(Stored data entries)
--- START ---

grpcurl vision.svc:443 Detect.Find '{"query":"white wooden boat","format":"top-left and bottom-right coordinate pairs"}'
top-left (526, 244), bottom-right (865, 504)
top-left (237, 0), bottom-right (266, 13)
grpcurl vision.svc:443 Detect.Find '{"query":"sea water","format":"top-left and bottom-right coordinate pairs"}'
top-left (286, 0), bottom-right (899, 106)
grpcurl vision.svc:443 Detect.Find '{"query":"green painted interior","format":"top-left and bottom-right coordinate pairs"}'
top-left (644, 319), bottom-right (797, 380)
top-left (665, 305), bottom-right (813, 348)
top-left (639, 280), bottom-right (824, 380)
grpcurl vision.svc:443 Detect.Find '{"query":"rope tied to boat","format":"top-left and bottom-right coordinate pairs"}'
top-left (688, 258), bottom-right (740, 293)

--- END ---

Assignment: Retype each line of the data exactly as it reads.

Expected answer:
grpcurl vision.svc:443 Detect.Find '{"query":"white wooden boat","format":"top-left and bottom-right coordinate pairs"}'
top-left (526, 244), bottom-right (865, 504)
top-left (237, 0), bottom-right (266, 13)
grpcurl vision.svc:443 Detect.Find '{"query":"sea water","format":"top-left and bottom-right coordinate pairs"}'
top-left (286, 0), bottom-right (899, 106)
grpcurl vision.svc:443 Detect.Find '{"query":"green painted interior","format":"top-left and bottom-right coordinate pairs"}'
top-left (644, 319), bottom-right (797, 380)
top-left (665, 305), bottom-right (813, 348)
top-left (639, 280), bottom-right (824, 380)
grpcurl vision.svc:443 Detect.Find '{"query":"rope tied to boat","format":"top-left and bottom-right coordinate pairs"}'
top-left (688, 258), bottom-right (740, 293)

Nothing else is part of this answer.